__Goal of the exercise__. Each entry is to be given again precisely, and no picture may be carried over.

Photo-based referring expression data
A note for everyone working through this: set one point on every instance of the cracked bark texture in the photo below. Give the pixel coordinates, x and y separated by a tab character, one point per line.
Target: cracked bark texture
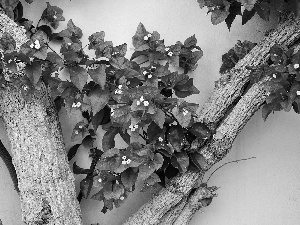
46	183
213	111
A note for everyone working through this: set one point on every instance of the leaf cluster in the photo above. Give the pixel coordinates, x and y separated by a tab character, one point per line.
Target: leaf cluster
143	103
283	69
223	10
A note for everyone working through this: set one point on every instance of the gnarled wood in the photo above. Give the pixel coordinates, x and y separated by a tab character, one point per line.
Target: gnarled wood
46	183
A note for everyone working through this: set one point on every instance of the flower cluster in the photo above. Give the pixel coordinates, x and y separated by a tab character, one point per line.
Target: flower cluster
142	100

__Reply to the task__.
A note for everyone working through this: set one point on every instance of the cracked bark texture in the photo below. Give the pixel coordinates, x and y separated by a tab character, one point per line.
Target: cracked bark texture
46	183
213	111
A note for everyone working through this: set one point on every instance of the leaf cluster in the photo above. Give the pixel coordinates, x and y separated by a tab character, one point per line.
Target: leaf cluster
143	103
283	69
223	10
A note for everyone working through this: set one point on every instance of the gnarled wood in the photo above. Give the pixel coordinates, x and y separated by a tab character, one point per line.
Target: gnarled wood
46	183
A note for everyone working through this: set one point on every instance of the flower cluster in the photo above. Give the pixel coordinates, x and y separated by a tab character, one point per line.
Target: flower cluster
142	100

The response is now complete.